Records from a point labeling set:
____
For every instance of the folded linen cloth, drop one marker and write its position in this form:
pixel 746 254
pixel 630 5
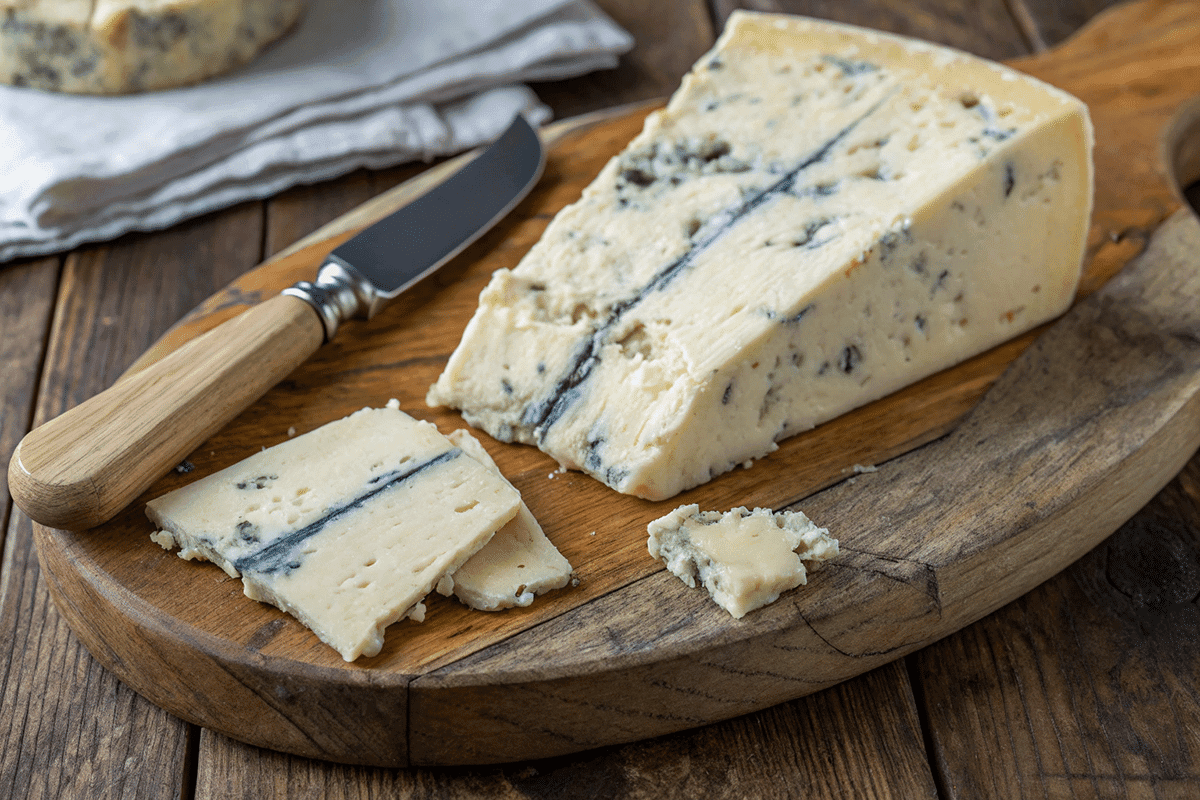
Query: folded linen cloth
pixel 359 83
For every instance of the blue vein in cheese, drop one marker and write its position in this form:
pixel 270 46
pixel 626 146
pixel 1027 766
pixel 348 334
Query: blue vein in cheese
pixel 347 527
pixel 547 411
pixel 817 257
pixel 279 554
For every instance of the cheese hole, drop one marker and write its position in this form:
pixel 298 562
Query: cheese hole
pixel 580 312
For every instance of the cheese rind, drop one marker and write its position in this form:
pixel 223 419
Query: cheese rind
pixel 347 527
pixel 111 47
pixel 516 565
pixel 820 216
pixel 745 559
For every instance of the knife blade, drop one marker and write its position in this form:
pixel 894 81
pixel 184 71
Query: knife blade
pixel 85 465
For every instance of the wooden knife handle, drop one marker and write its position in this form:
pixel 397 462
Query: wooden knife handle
pixel 82 468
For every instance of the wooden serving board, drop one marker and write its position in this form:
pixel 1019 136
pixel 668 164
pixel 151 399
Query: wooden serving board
pixel 1001 485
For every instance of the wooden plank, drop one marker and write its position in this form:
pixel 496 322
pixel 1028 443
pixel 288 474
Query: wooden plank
pixel 1050 23
pixel 69 727
pixel 1086 686
pixel 27 304
pixel 981 26
pixel 815 747
pixel 364 367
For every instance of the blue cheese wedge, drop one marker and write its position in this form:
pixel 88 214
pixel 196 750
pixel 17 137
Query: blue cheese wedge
pixel 819 217
pixel 114 47
pixel 745 559
pixel 516 565
pixel 347 527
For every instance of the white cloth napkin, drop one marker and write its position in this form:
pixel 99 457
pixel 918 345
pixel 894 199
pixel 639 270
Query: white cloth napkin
pixel 359 83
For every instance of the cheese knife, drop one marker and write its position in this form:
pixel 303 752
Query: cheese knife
pixel 82 468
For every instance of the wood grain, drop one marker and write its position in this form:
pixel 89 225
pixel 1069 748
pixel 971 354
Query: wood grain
pixel 1085 686
pixel 814 747
pixel 276 642
pixel 27 301
pixel 70 728
pixel 78 469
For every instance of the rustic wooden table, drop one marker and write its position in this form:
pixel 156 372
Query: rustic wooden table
pixel 1087 686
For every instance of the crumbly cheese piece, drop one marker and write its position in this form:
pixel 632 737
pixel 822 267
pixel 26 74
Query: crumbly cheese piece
pixel 516 565
pixel 821 216
pixel 113 47
pixel 745 559
pixel 347 527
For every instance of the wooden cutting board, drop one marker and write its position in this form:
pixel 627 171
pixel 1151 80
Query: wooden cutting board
pixel 991 497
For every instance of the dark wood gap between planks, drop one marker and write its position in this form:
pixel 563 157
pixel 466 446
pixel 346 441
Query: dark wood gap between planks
pixel 27 421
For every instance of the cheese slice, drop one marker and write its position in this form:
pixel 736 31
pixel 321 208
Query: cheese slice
pixel 745 559
pixel 111 47
pixel 821 216
pixel 516 565
pixel 347 527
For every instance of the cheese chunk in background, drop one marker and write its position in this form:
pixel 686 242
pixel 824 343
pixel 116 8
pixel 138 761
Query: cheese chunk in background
pixel 347 528
pixel 745 559
pixel 821 216
pixel 114 47
pixel 516 565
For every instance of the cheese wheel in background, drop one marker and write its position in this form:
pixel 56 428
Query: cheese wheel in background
pixel 117 47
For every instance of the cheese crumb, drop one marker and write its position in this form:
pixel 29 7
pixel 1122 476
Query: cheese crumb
pixel 745 559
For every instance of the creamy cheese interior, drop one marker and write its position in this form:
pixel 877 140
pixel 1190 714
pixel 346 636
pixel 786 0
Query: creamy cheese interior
pixel 106 47
pixel 517 564
pixel 820 216
pixel 347 527
pixel 745 559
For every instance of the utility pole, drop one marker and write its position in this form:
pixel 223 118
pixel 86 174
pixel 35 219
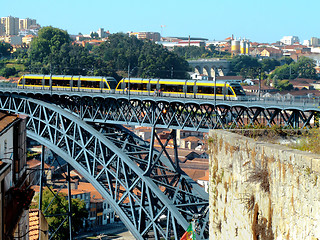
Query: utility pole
pixel 172 72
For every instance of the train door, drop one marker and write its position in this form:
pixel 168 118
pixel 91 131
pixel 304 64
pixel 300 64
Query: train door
pixel 50 82
pixel 43 82
pixel 185 88
pixel 79 84
pixel 101 85
pixel 71 83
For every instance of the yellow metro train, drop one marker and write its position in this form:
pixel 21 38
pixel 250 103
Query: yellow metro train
pixel 182 88
pixel 68 83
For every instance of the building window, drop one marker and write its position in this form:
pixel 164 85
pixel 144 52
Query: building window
pixel 5 146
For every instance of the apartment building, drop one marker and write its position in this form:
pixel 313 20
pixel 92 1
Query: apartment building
pixel 14 187
pixel 290 40
pixel 11 25
pixel 153 36
pixel 26 23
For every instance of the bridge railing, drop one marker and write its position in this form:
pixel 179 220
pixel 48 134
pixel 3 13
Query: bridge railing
pixel 277 100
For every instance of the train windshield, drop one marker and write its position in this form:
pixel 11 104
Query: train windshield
pixel 238 90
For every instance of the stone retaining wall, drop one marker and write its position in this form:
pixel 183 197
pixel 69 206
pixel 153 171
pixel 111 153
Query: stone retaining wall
pixel 262 191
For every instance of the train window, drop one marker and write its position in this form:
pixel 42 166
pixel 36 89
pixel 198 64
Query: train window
____
— YOUR TASK —
Omit the pictures, then quote the rest of the material above exactly.

— EXERCISE ANSWER —
For every instance of the folded linen cloth, drop one marker and write its position in this form:
pixel 746 254
pixel 630 5
Query: folded linen cloth
pixel 359 83
For every instance of the blue vein in cheese, drop one marker and write its position in this form:
pixel 270 46
pixel 626 146
pixel 1027 766
pixel 348 334
Query: blue vein in cheese
pixel 347 527
pixel 547 411
pixel 817 257
pixel 279 554
For every instance of the cheese hole, drop one marker and write its position in this form:
pixel 298 562
Query: cheese hole
pixel 580 312
For every instance of the cheese rind, drop one marker and write its position in this form:
pixel 223 419
Query: cheese rind
pixel 347 527
pixel 111 47
pixel 516 565
pixel 820 216
pixel 745 559
For every instance of the knife blade, drop one marker and write its position in this form:
pixel 894 81
pixel 184 71
Query: knife blade
pixel 85 465
For every instance of the wooden knife handle, drop one marker and write its position in this form:
pixel 397 462
Query: wooden knife handle
pixel 82 468
For every instance of the wooden serving board, drop one marker and write its position in this form:
pixel 1019 136
pixel 668 164
pixel 151 399
Query: wooden serving board
pixel 1001 485
For every instance of the wooden plank, drop one marker and write its position in this form:
pixel 496 322
pixel 1028 443
pixel 288 474
Query: wooden plank
pixel 1050 23
pixel 69 727
pixel 1086 686
pixel 27 304
pixel 981 26
pixel 815 747
pixel 364 367
For every instance of the blue cheese wedge, drop one marker and write its position in this form:
pixel 88 214
pixel 196 750
pixel 17 137
Query: blue cheese wedge
pixel 819 217
pixel 114 47
pixel 745 559
pixel 516 565
pixel 347 527
For every instance of the white cloth napkin, drop one marker and write its position in this form:
pixel 99 457
pixel 918 345
pixel 894 199
pixel 639 270
Query: white cloth napkin
pixel 359 83
For every instance of the cheese knife, drop one marker and write its position in this form:
pixel 303 752
Query: cheese knife
pixel 82 468
For every instance of the wood grain, drop one marker and write its position in this form:
pixel 89 225
pixel 1069 748
pixel 971 354
Query: wood grain
pixel 1085 686
pixel 814 747
pixel 276 642
pixel 27 301
pixel 70 728
pixel 78 469
For every instance of the rustic wooden table, drop one marker and write its position in this form:
pixel 156 372
Query: rustic wooden table
pixel 1087 686
For every instance of the crumbly cheese piece, drop one marker and write its position in this form:
pixel 632 737
pixel 822 267
pixel 26 74
Query: crumbly cheese piece
pixel 516 565
pixel 821 216
pixel 113 47
pixel 745 559
pixel 347 527
For every instance of the wooden cutting board, drop one marker and write its position in this form:
pixel 627 171
pixel 1151 80
Query: wooden cutting board
pixel 991 497
For every instance of the dark wood gap between planks, drop one marker and write its position in this form:
pixel 563 157
pixel 466 446
pixel 346 441
Query: dark wood gap between planks
pixel 27 421
For every instance of the cheese slice, drop one marker and write its position in this form:
pixel 736 31
pixel 321 208
Query: cheese slice
pixel 745 559
pixel 111 47
pixel 821 216
pixel 516 565
pixel 347 527
For every instance of the cheese chunk in background, drop one marker and write its position in this form:
pixel 686 242
pixel 824 343
pixel 116 8
pixel 138 761
Query: cheese chunk in background
pixel 347 528
pixel 745 559
pixel 821 216
pixel 114 47
pixel 516 565
For every instance of the cheese wheel in background, drop one marker and write its position in this form:
pixel 56 428
Query: cheese wheel in background
pixel 117 47
For every instance of the cheese crumb, drop one marker and write its position in this form:
pixel 29 7
pixel 1122 476
Query: cheese crumb
pixel 745 559
For every instance of the creamy cheese interior, drop one marker and write its position in this form:
pixel 877 140
pixel 1190 714
pixel 346 636
pixel 786 0
Query: creamy cheese interior
pixel 106 47
pixel 517 564
pixel 820 216
pixel 347 527
pixel 745 559
For every instance of the utility pole, drop one marker and write its position in this form:
pixel 223 118
pixel 86 174
pixel 35 219
Query: utility pole
pixel 172 72
For every instance of the train door, drop one marker and write its position in this form:
pixel 168 118
pixel 91 131
pixel 304 64
pixel 300 64
Query: train door
pixel 50 82
pixel 43 82
pixel 185 88
pixel 79 84
pixel 101 85
pixel 71 83
For every instance of the yellow metro train, drop one marker and write its position in this form:
pixel 21 38
pixel 250 103
Query: yellow metro train
pixel 182 88
pixel 68 83
For every instance of the building window, drop one marker and write its position in this form:
pixel 164 85
pixel 144 52
Query: building window
pixel 5 146
For every instance of the apartment building, drop one marker and write its position in this form:
pixel 313 20
pixel 92 1
Query: apartment building
pixel 14 187
pixel 290 40
pixel 11 25
pixel 153 36
pixel 26 23
For every instance of the bridge railing, drop one marker and write its position in this form:
pixel 179 220
pixel 48 134
pixel 3 13
Query: bridge railing
pixel 277 100
For every instance of the train windshield, drop one marker and write its position in this form:
pixel 11 104
Query: train windshield
pixel 238 90
For every instance of the stone retaining wall, drop one marker and write its position in this form:
pixel 183 197
pixel 69 206
pixel 153 171
pixel 111 153
Query: stone retaining wall
pixel 262 191
For every instance of the train window, drop one marker and write its position in this form:
pixel 42 166
pixel 36 89
pixel 198 64
Query: train window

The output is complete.